======== Dataset records ========
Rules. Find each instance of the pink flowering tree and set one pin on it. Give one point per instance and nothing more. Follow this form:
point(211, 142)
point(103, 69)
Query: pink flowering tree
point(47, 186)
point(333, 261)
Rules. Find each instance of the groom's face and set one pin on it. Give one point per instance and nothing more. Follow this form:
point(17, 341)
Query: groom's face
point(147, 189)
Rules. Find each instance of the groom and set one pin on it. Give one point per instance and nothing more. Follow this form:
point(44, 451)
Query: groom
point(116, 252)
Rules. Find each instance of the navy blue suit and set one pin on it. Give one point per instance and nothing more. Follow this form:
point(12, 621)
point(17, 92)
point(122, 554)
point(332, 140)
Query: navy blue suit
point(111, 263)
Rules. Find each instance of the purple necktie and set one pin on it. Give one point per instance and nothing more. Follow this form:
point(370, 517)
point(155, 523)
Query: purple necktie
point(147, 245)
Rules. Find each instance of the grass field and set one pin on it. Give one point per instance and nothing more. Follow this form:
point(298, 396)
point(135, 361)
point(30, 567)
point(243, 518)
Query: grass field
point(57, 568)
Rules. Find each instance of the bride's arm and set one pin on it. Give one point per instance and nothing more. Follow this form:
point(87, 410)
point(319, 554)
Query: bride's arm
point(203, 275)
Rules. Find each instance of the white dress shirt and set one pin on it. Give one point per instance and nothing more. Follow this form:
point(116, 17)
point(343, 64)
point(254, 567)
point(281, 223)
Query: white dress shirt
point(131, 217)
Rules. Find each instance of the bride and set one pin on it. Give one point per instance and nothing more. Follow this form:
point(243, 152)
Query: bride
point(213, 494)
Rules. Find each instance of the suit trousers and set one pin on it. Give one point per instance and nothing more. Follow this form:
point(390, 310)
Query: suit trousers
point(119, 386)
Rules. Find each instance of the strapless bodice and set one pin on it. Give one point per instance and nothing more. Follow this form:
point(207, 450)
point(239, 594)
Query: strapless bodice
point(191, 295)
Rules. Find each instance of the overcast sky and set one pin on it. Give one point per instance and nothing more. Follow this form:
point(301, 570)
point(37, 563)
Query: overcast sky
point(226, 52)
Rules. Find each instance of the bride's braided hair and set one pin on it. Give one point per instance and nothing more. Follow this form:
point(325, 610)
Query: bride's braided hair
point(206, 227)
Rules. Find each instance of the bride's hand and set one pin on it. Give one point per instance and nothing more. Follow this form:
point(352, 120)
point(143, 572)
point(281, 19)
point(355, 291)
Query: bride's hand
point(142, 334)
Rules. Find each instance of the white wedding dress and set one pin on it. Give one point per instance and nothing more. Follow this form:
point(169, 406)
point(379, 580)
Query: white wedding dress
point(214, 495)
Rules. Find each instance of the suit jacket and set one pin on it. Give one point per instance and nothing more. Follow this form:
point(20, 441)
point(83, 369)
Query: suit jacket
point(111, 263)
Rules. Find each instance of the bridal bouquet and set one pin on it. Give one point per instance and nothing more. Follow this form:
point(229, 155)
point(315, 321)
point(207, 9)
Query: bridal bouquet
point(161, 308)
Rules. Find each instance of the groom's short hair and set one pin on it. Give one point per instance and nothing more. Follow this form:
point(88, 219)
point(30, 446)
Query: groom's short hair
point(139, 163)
========
• Given problem: Please rewrite every line of the records above as a Markdown table with two columns, Row for the line number and Line for the text, and leave out any blank lines.

• Solution:
| Row | Line |
|---|---|
| 1 | Rules. Find each instance of the pink flowering tree and set one pin on it. Give one point per instance and nothing more. Follow this form: |
| 2 | point(211, 142) |
| 3 | point(103, 69) |
| 4 | Query: pink flowering tree |
| 5 | point(47, 186) |
| 6 | point(333, 261) |
| 7 | Rules. Find each instance of the groom's face and set one pin on it. Give one point per instance and nothing more. Follow this form: |
| 8 | point(17, 341) |
| 9 | Query: groom's face |
| 10 | point(147, 189) |
| 11 | Rules. Find each instance of the groom and set one pin on it. Give one point per instance and nothing more. Follow this form: |
| 12 | point(44, 451) |
| 13 | Query: groom |
| 14 | point(116, 252) |
| 15 | Rules. Find each instance of the navy blue suit and set one pin on it. Give one point per instance and nothing more. Follow this form: |
| 16 | point(12, 621) |
| 17 | point(17, 92) |
| 18 | point(122, 554) |
| 19 | point(332, 140) |
| 20 | Query: navy blue suit |
| 21 | point(111, 263) |
| 22 | Rules. Find each instance of the purple necktie and set one pin on it. Give one point per instance and nothing more. Follow this form: |
| 23 | point(370, 517) |
| 24 | point(155, 523) |
| 25 | Query: purple necktie |
| 26 | point(147, 245) |
| 27 | Rules. Find each instance of the grass field and set one pin on it. Give one point per instance and nothing more. Follow this form: |
| 28 | point(298, 396) |
| 29 | point(135, 361) |
| 30 | point(30, 567) |
| 31 | point(243, 518) |
| 32 | Query: grass field |
| 33 | point(57, 568) |
| 34 | Rules. Find each instance of the bride's arm and set one pin on it. Give one point per instance and nothing more. Follow this form: |
| 35 | point(87, 410) |
| 36 | point(319, 554) |
| 37 | Query: bride's arm |
| 38 | point(203, 275) |
| 39 | Rules. Find each instance of the white dress shirt and set one pin on it. Give one point per instance and nothing more. Follow this form: |
| 40 | point(116, 17) |
| 41 | point(343, 64) |
| 42 | point(254, 567) |
| 43 | point(281, 223) |
| 44 | Query: white dress shirt |
| 45 | point(131, 217) |
| 46 | Rules. Find each instance of the bride and set one pin on it. Give one point per instance and nothing more. Follow this form: |
| 47 | point(243, 152) |
| 48 | Query: bride |
| 49 | point(213, 494) |
| 50 | Rules. Find each instance of the suit trousers and set one pin on it. Give one point per instance and nothing more. Follow this form: |
| 51 | point(390, 310) |
| 52 | Query: suit trousers |
| 53 | point(119, 386) |
| 54 | Rules. Find each instance of the strapless bodice and set one pin on it. Give one point per instance and nothing more. Follow this form: |
| 55 | point(207, 450) |
| 56 | point(239, 594) |
| 57 | Query: strapless bodice |
| 58 | point(191, 295) |
| 59 | Rules. Find each instance of the overcast sky and set one pin on it. Give one point per instance and nothing more. Follow this form: |
| 60 | point(301, 570) |
| 61 | point(37, 563) |
| 62 | Query: overcast sky |
| 63 | point(226, 52) |
| 64 | Rules. Find each instance of the bride's braided hair and set one pin on it. Give one point per instance and nothing more. Follow this form: |
| 65 | point(325, 610) |
| 66 | Query: bride's braided hair |
| 67 | point(206, 227) |
| 68 | Rules. Find each instance of the bride's hand and set one pin on it. Give one point per instance and nothing more. Follow this form: |
| 69 | point(352, 120) |
| 70 | point(143, 572) |
| 71 | point(281, 19) |
| 72 | point(355, 291) |
| 73 | Query: bride's hand |
| 74 | point(142, 334) |
| 75 | Rules. Find each instance of the white wedding dress and set one pin on it. Give one point per instance and nothing more. Follow this form: |
| 76 | point(169, 406) |
| 77 | point(379, 580) |
| 78 | Query: white wedding dress |
| 79 | point(214, 495) |
| 80 | Rules. Find each instance of the suit jacket and set one pin on it. Give one point per instance and nothing more. Follow this form: |
| 81 | point(20, 441) |
| 82 | point(83, 369) |
| 83 | Query: suit jacket |
| 84 | point(111, 263) |
| 85 | Rules. Find each instance of the bridal bouquet and set one pin on it. Give one point per instance and nothing more. Follow this form: |
| 86 | point(229, 155) |
| 87 | point(315, 321) |
| 88 | point(207, 9) |
| 89 | Query: bridal bouquet |
| 90 | point(161, 308) |
| 91 | Rules. Find each instance of the groom's short hair and set one pin on it. Give one point per instance and nothing more. Follow this form: |
| 92 | point(88, 219) |
| 93 | point(30, 446) |
| 94 | Query: groom's short hair |
| 95 | point(139, 163) |